-- Begin --

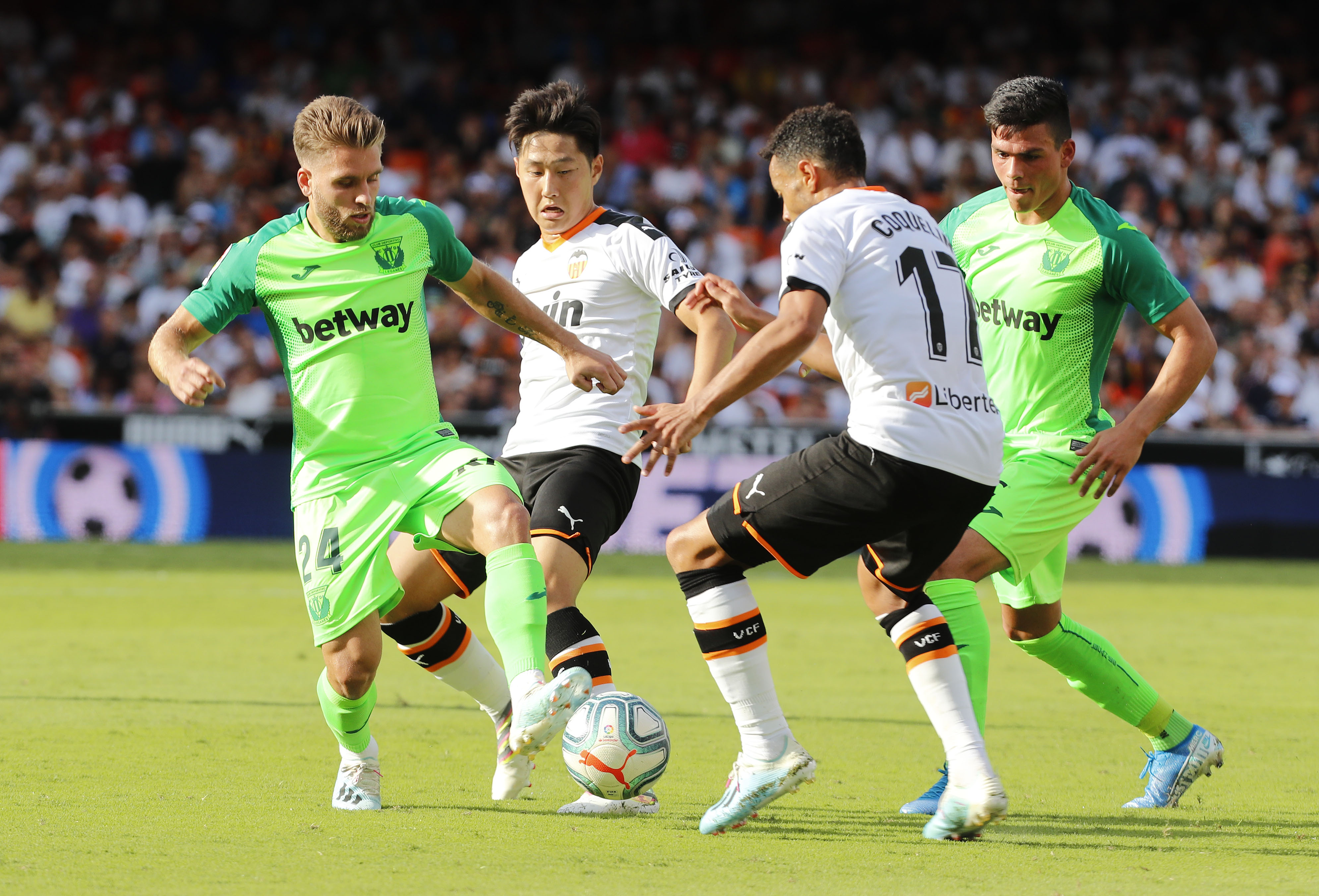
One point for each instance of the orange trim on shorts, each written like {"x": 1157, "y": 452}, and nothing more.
{"x": 919, "y": 629}
{"x": 560, "y": 239}
{"x": 718, "y": 654}
{"x": 772, "y": 551}
{"x": 722, "y": 624}
{"x": 431, "y": 642}
{"x": 555, "y": 532}
{"x": 951, "y": 650}
{"x": 880, "y": 563}
{"x": 449, "y": 571}
{"x": 462, "y": 649}
{"x": 579, "y": 651}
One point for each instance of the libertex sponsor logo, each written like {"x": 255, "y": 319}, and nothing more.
{"x": 386, "y": 318}
{"x": 928, "y": 394}
{"x": 1000, "y": 314}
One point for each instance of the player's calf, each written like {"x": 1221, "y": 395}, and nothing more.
{"x": 440, "y": 642}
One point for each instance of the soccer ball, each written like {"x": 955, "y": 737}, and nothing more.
{"x": 617, "y": 746}
{"x": 97, "y": 496}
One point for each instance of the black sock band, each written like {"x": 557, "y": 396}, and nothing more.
{"x": 432, "y": 638}
{"x": 698, "y": 582}
{"x": 915, "y": 600}
{"x": 565, "y": 630}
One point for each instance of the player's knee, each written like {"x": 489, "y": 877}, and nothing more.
{"x": 677, "y": 547}
{"x": 693, "y": 547}
{"x": 507, "y": 522}
{"x": 350, "y": 679}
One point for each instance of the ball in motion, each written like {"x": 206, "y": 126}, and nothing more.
{"x": 617, "y": 746}
{"x": 97, "y": 496}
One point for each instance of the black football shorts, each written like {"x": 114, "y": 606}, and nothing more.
{"x": 838, "y": 497}
{"x": 579, "y": 496}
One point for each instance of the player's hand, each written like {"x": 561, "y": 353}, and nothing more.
{"x": 713, "y": 289}
{"x": 193, "y": 380}
{"x": 1111, "y": 455}
{"x": 669, "y": 430}
{"x": 587, "y": 367}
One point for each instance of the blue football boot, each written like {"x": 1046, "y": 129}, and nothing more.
{"x": 928, "y": 803}
{"x": 965, "y": 810}
{"x": 1172, "y": 771}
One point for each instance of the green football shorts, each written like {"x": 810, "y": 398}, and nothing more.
{"x": 1029, "y": 518}
{"x": 342, "y": 539}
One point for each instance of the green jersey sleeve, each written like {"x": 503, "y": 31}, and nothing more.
{"x": 959, "y": 215}
{"x": 230, "y": 289}
{"x": 449, "y": 257}
{"x": 1135, "y": 273}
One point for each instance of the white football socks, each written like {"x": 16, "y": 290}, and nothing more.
{"x": 477, "y": 674}
{"x": 934, "y": 670}
{"x": 742, "y": 667}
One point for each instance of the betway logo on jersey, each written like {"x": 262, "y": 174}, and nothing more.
{"x": 328, "y": 329}
{"x": 928, "y": 394}
{"x": 1000, "y": 314}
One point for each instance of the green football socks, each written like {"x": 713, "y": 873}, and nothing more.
{"x": 515, "y": 608}
{"x": 959, "y": 604}
{"x": 347, "y": 719}
{"x": 1095, "y": 669}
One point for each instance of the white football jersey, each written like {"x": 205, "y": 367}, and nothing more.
{"x": 903, "y": 330}
{"x": 605, "y": 281}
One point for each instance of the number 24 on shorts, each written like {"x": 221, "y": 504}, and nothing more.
{"x": 328, "y": 553}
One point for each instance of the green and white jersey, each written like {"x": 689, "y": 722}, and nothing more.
{"x": 1052, "y": 297}
{"x": 350, "y": 323}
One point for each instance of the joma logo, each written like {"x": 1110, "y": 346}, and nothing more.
{"x": 328, "y": 329}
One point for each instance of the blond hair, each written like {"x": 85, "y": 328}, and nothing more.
{"x": 329, "y": 122}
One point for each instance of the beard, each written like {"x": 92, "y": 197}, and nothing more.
{"x": 339, "y": 224}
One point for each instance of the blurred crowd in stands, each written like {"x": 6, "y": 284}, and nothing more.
{"x": 136, "y": 145}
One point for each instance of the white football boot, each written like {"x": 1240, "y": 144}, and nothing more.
{"x": 358, "y": 786}
{"x": 512, "y": 773}
{"x": 965, "y": 810}
{"x": 753, "y": 784}
{"x": 543, "y": 712}
{"x": 590, "y": 804}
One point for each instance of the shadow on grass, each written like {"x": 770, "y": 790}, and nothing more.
{"x": 1127, "y": 833}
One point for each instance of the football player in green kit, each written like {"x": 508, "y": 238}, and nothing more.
{"x": 341, "y": 285}
{"x": 1052, "y": 271}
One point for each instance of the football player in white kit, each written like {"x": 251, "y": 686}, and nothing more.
{"x": 921, "y": 458}
{"x": 606, "y": 277}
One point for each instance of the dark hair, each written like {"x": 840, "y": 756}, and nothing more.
{"x": 557, "y": 109}
{"x": 822, "y": 134}
{"x": 1025, "y": 102}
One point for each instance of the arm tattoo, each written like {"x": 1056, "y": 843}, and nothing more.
{"x": 512, "y": 322}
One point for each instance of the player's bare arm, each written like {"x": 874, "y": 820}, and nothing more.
{"x": 192, "y": 380}
{"x": 1114, "y": 452}
{"x": 497, "y": 300}
{"x": 750, "y": 317}
{"x": 764, "y": 358}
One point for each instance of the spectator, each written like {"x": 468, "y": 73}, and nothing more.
{"x": 121, "y": 213}
{"x": 135, "y": 152}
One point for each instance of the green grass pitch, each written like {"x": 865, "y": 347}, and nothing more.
{"x": 161, "y": 736}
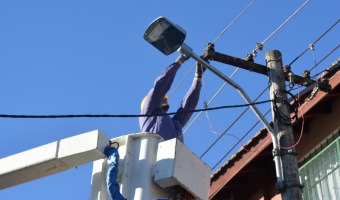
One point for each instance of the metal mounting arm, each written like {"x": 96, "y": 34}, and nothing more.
{"x": 185, "y": 49}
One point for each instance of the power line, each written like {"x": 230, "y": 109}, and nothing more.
{"x": 225, "y": 155}
{"x": 325, "y": 57}
{"x": 244, "y": 10}
{"x": 312, "y": 45}
{"x": 259, "y": 46}
{"x": 232, "y": 124}
{"x": 126, "y": 116}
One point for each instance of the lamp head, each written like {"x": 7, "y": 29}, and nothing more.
{"x": 166, "y": 36}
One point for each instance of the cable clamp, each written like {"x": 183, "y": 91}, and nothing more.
{"x": 205, "y": 105}
{"x": 291, "y": 184}
{"x": 281, "y": 152}
{"x": 259, "y": 46}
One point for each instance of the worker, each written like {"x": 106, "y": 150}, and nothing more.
{"x": 156, "y": 103}
{"x": 112, "y": 171}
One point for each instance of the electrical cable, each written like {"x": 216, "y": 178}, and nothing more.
{"x": 225, "y": 155}
{"x": 302, "y": 125}
{"x": 280, "y": 116}
{"x": 212, "y": 98}
{"x": 126, "y": 116}
{"x": 314, "y": 42}
{"x": 324, "y": 58}
{"x": 232, "y": 124}
{"x": 259, "y": 46}
{"x": 244, "y": 10}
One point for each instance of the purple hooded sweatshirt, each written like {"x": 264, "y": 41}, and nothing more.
{"x": 166, "y": 126}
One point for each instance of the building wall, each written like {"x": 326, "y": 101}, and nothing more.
{"x": 319, "y": 129}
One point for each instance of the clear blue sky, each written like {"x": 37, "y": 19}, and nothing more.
{"x": 89, "y": 57}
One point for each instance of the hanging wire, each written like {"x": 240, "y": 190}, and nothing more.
{"x": 232, "y": 124}
{"x": 233, "y": 21}
{"x": 176, "y": 87}
{"x": 315, "y": 42}
{"x": 259, "y": 46}
{"x": 214, "y": 96}
{"x": 324, "y": 58}
{"x": 225, "y": 155}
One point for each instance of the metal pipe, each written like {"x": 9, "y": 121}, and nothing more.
{"x": 185, "y": 49}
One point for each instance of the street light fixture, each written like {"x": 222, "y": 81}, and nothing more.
{"x": 168, "y": 37}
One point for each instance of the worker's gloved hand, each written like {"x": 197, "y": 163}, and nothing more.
{"x": 182, "y": 58}
{"x": 111, "y": 154}
{"x": 200, "y": 69}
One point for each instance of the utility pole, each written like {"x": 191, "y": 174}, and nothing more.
{"x": 291, "y": 187}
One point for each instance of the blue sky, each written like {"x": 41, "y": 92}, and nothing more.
{"x": 89, "y": 57}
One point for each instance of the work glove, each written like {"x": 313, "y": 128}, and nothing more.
{"x": 112, "y": 155}
{"x": 200, "y": 69}
{"x": 183, "y": 57}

-- End --

What is needed
Leave out every line before the one containing "One point for each instance of the street"; set down that line and all remaining lines of the material exactly.

Response to this task
One point for each instance of the street light fixture, each written like {"x": 222, "y": 81}, and nothing more.
{"x": 168, "y": 37}
One point for each instance of the worker's gloved hand, each written like {"x": 197, "y": 163}, and nothing more.
{"x": 182, "y": 58}
{"x": 111, "y": 154}
{"x": 200, "y": 69}
One point for each instance of the utility pole, each written like {"x": 191, "y": 174}, and nothing more.
{"x": 291, "y": 187}
One point for each instance of the blue sky, each written like {"x": 41, "y": 92}, and nothing more.
{"x": 89, "y": 57}
One point for each instance of the work glove, each written like {"x": 313, "y": 128}, and nothing more.
{"x": 112, "y": 155}
{"x": 200, "y": 69}
{"x": 183, "y": 57}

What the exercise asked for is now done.